Return, word for word, only the lines from the one containing "arm, written as integer pixel values." through the last line of the entries.

━━━━━ ENTRIES SHOWN ━━━━━

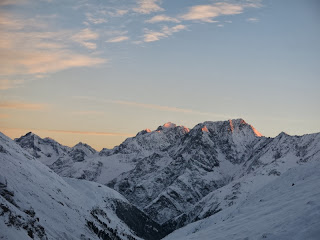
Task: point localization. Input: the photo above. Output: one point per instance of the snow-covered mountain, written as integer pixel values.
(178, 175)
(37, 203)
(47, 149)
(286, 207)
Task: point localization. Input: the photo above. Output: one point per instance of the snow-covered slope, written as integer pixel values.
(287, 208)
(46, 150)
(170, 183)
(37, 203)
(178, 176)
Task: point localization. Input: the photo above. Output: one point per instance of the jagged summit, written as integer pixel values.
(169, 125)
(229, 126)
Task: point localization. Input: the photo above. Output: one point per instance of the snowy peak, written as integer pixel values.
(169, 125)
(46, 150)
(85, 147)
(147, 141)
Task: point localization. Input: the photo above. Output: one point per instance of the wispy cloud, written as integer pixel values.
(87, 113)
(26, 47)
(153, 107)
(95, 20)
(162, 18)
(148, 6)
(253, 20)
(151, 36)
(12, 2)
(111, 134)
(207, 13)
(85, 36)
(22, 106)
(8, 83)
(4, 116)
(92, 133)
(118, 39)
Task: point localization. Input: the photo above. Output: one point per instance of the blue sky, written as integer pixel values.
(99, 71)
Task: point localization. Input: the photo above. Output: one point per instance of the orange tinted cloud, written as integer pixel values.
(22, 106)
(40, 51)
(92, 133)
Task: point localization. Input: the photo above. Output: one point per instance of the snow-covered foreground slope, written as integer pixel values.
(287, 208)
(178, 176)
(37, 203)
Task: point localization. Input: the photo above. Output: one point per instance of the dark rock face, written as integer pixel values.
(139, 222)
(173, 173)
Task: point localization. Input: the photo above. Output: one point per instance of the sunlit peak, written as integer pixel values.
(169, 125)
(204, 129)
(258, 134)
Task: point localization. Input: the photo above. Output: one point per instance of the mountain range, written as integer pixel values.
(217, 175)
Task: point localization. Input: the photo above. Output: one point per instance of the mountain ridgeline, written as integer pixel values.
(174, 176)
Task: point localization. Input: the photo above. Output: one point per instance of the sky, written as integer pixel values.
(99, 71)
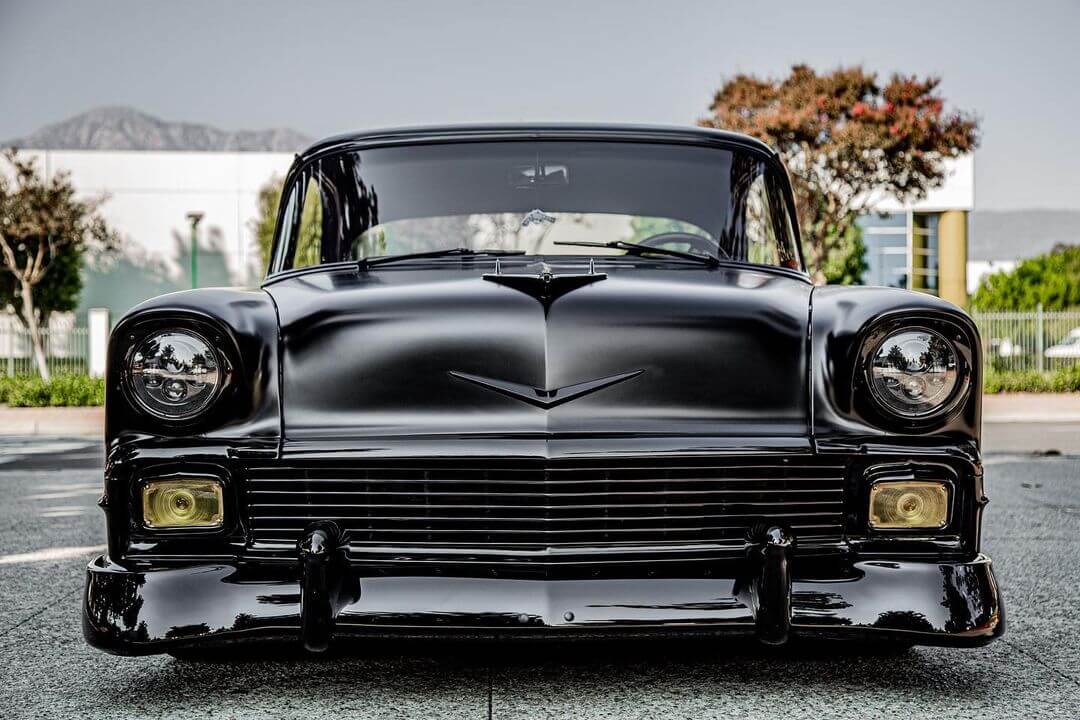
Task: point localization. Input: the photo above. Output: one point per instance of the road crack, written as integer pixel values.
(50, 606)
(1042, 663)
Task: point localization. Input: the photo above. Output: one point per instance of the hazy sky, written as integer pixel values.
(328, 67)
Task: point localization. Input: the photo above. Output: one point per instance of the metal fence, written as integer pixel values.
(67, 349)
(1036, 340)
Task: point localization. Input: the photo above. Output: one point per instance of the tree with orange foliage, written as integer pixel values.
(847, 141)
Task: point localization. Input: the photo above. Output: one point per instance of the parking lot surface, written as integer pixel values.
(50, 527)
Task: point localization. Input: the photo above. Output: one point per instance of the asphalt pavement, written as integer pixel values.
(50, 527)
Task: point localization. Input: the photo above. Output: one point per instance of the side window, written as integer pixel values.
(763, 231)
(309, 239)
(300, 241)
(761, 241)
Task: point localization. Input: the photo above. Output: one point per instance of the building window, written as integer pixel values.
(925, 252)
(885, 236)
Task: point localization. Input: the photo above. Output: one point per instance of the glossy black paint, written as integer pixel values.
(655, 362)
(140, 612)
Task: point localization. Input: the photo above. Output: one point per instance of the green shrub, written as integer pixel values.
(1065, 380)
(62, 391)
(1051, 280)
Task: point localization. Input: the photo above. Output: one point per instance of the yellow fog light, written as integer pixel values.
(908, 504)
(190, 502)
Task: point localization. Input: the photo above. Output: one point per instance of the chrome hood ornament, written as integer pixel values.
(544, 397)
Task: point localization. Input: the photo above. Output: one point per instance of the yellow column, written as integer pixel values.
(953, 257)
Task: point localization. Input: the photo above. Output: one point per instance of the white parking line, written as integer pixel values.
(51, 554)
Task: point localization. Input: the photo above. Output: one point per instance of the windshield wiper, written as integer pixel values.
(364, 263)
(633, 248)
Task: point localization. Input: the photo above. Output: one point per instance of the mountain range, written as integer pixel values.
(118, 127)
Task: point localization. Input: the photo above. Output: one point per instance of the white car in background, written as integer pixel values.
(1067, 348)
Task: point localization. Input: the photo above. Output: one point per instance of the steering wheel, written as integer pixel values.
(698, 244)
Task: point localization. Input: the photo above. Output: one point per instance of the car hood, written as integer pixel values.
(629, 349)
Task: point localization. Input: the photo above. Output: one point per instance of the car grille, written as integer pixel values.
(475, 510)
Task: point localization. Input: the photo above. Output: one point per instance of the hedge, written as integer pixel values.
(63, 390)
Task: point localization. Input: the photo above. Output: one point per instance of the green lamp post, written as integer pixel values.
(194, 218)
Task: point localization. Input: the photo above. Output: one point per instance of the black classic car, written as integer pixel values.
(541, 381)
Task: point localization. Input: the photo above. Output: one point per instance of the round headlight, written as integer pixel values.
(914, 372)
(174, 375)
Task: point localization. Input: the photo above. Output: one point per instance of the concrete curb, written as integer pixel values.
(1031, 407)
(67, 422)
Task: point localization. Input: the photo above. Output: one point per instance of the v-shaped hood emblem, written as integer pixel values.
(540, 396)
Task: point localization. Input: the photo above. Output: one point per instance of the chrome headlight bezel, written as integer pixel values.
(211, 338)
(962, 348)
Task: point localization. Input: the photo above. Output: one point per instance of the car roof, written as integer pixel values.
(547, 131)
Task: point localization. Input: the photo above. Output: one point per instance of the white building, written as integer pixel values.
(149, 195)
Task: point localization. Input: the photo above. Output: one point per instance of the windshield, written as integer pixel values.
(537, 198)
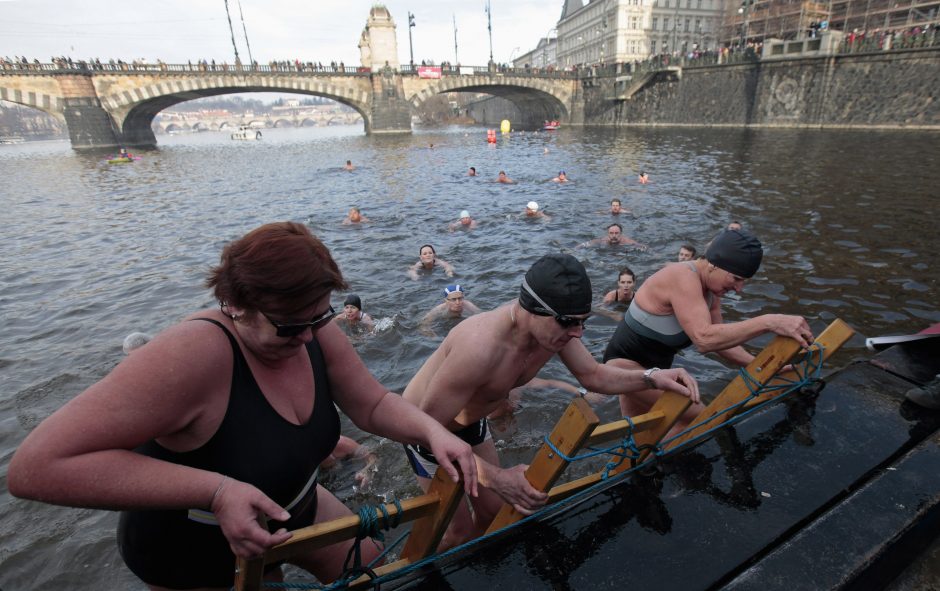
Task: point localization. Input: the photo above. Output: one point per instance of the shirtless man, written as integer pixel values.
(615, 237)
(464, 221)
(502, 178)
(485, 356)
(532, 211)
(680, 305)
(354, 217)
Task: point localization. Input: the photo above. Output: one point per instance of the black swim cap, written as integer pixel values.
(353, 300)
(735, 251)
(561, 282)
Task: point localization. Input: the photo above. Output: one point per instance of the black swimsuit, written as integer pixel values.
(253, 444)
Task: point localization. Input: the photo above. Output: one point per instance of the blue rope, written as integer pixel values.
(812, 366)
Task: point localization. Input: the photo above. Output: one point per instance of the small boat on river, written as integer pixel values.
(246, 132)
(123, 159)
(831, 485)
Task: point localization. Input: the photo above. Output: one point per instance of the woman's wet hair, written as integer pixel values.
(280, 267)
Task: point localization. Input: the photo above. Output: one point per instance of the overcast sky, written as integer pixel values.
(310, 30)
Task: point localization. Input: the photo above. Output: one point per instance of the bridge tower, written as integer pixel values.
(391, 112)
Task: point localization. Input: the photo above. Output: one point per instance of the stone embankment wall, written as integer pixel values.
(897, 89)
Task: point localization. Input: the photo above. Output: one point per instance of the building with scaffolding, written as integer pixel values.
(755, 20)
(619, 31)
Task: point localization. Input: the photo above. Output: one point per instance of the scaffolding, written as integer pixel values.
(755, 20)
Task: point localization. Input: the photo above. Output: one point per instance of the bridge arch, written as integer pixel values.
(49, 104)
(538, 99)
(133, 110)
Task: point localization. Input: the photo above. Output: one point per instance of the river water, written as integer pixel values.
(93, 252)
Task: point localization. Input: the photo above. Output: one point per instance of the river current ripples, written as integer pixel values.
(93, 252)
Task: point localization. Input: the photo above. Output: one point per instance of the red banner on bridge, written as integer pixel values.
(429, 71)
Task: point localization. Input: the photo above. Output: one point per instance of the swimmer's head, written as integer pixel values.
(134, 341)
(353, 300)
(560, 281)
(737, 252)
(453, 297)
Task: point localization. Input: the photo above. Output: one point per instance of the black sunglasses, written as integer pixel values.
(292, 330)
(562, 320)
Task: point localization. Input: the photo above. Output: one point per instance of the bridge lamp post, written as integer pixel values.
(489, 27)
(411, 48)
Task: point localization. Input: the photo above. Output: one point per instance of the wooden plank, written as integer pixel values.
(762, 369)
(617, 429)
(427, 532)
(569, 434)
(563, 491)
(366, 581)
(250, 573)
(344, 528)
(831, 339)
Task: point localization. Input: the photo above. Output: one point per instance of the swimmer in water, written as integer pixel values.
(614, 237)
(484, 357)
(532, 211)
(502, 178)
(355, 217)
(464, 222)
(352, 314)
(680, 305)
(626, 282)
(455, 305)
(427, 262)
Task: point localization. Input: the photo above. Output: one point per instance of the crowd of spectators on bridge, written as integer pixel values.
(854, 41)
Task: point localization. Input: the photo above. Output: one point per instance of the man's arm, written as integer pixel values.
(451, 390)
(471, 307)
(611, 380)
(696, 318)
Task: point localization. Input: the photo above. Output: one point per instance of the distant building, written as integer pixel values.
(542, 56)
(785, 19)
(616, 31)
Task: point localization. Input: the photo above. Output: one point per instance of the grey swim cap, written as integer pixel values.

━━━━━

> [RESPONSE TO THIS EXERCISE]
Task: point localization. Input: the photo above. Output: one point per instance of the man's arm, written as integer pixel values.
(451, 390)
(471, 307)
(611, 380)
(696, 318)
Task: point localization. Input: the photo above. Output: one point per instance of the distant building, written as integer pixel values.
(542, 56)
(785, 19)
(616, 31)
Task: point localization. Input: the photo above. Output: one point per instance of the grey swim cap, written as integer pixel values.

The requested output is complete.